* _Task directions_
Please repeat the entries word for word and keep the images out.

* _Task data_
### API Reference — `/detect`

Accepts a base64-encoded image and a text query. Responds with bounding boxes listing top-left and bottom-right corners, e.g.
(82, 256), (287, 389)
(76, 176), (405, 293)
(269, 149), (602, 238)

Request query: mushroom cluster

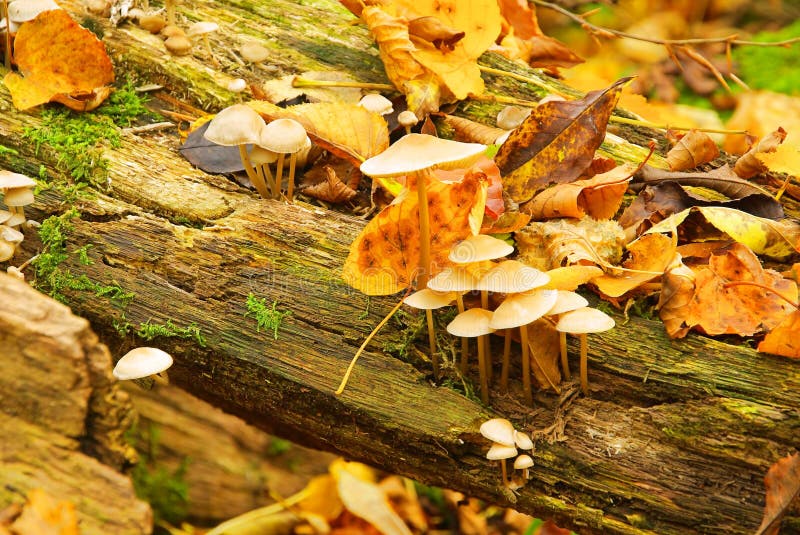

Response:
(0, 170), (35, 264)
(480, 418), (534, 488)
(203, 104), (310, 202)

* _Answer for the task_
### API Reference — `/detect`

Accepts a base64-encoded image and a text query. Responds with bounding boxes listing top-left and bottom-right corners, e.g.
(82, 256), (287, 389)
(76, 176), (405, 293)
(269, 149), (602, 238)

Request query: mushroom cluster


Response:
(0, 170), (35, 264)
(480, 418), (534, 488)
(203, 104), (310, 202)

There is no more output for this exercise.